§ **Document section**:
○ ○ ○ ○

InfoSphere Streams is also used in the telecommunications industry to enable telecom companies to react quickly to customer issues. When a customer experiences dropped calls, the company can take proactive action to compensate the customer automatically and maintain customer satisfaction, rather than waiting for the customer to complain or look for another carrier. In some highly competitive markets, customer satisfaction is equivalent to customer retention. Eliminating customer defection is critical.

InfoSphere Streams is also being used in transportation, healthcare, and other industries. See the "Video use cases" section of the playbook for more information.


InfoSphere Streams environment

Although InfoSphere Streams can run on a single machine, it was designed to run on a cluster to provide virtually unlimited scalability. A machine can serve as a management host, an application host, or a mixed-mode host, which runs both management services and application services and code.

Figure 1. A mix of management hosts and application hosts in a cluster
Image shows management hosts and application hosts running management services and applications

Notice that the management node runs a set of services that keep track of the health of the cluster and the running of jobs. A job could be looked at as a program. The difference between a job and a program is that it is made up of operators that can be schedule to run on any available application host. A job is composed of multiple processes, whereas a program runs in one process. Learn more about the InfoSphere Streams runtime environment in the Information Center and in the "Video tutorial" section of the InfoSphere Streams Playbook (see Resources).

○ ○ ○ ○

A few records
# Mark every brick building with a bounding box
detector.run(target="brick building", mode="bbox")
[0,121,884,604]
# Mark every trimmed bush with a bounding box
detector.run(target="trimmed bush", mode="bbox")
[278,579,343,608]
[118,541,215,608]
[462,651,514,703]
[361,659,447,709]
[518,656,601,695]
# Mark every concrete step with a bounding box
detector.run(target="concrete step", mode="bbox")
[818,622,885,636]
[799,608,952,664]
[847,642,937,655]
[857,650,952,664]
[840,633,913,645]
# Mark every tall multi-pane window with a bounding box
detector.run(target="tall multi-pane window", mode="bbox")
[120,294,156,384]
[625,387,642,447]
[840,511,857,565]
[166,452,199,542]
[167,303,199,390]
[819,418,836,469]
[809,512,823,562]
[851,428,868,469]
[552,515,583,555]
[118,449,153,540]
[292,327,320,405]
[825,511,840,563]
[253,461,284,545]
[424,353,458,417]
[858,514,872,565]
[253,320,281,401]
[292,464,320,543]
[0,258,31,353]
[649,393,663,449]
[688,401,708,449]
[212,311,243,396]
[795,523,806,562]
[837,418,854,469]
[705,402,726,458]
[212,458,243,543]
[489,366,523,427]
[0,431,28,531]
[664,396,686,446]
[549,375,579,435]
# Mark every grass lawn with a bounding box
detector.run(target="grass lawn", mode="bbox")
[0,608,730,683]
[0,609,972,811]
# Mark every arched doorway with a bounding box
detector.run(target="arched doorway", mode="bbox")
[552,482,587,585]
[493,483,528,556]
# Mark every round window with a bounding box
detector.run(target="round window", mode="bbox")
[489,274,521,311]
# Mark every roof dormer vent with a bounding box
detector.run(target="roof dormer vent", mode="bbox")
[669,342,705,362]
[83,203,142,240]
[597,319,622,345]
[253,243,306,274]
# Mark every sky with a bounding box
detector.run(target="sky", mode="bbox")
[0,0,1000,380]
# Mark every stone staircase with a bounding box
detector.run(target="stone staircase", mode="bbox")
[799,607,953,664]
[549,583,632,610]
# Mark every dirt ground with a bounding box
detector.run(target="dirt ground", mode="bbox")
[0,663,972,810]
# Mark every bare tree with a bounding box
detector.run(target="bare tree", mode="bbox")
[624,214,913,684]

○ ○ ○ ○

§ **Task instructions**:
1. Turn the paragraph in the InfoSphere Streams text that starts "Although InfoSphere Streams can run on a single machine" into a short list, keeping its main facts.
2. According to the InfoSphere Streams text, how many processes does a program run in?
3. List every industry that the InfoSphere Streams text names as using InfoSphere Streams.
Work only from the InfoSphere Streams text.

§ **Full answers**:
1.
- InfoSphere Streams can run on a single machine but was designed to run on a cluster.
- Running on a cluster provides virtually unlimited scalability.
- A machine can serve as a management host, an application host, or a mixed-mode host.
- A mixed-mode host runs both management services and application services and code.

2. One process.

3. Telecommunications, transportation, healthcare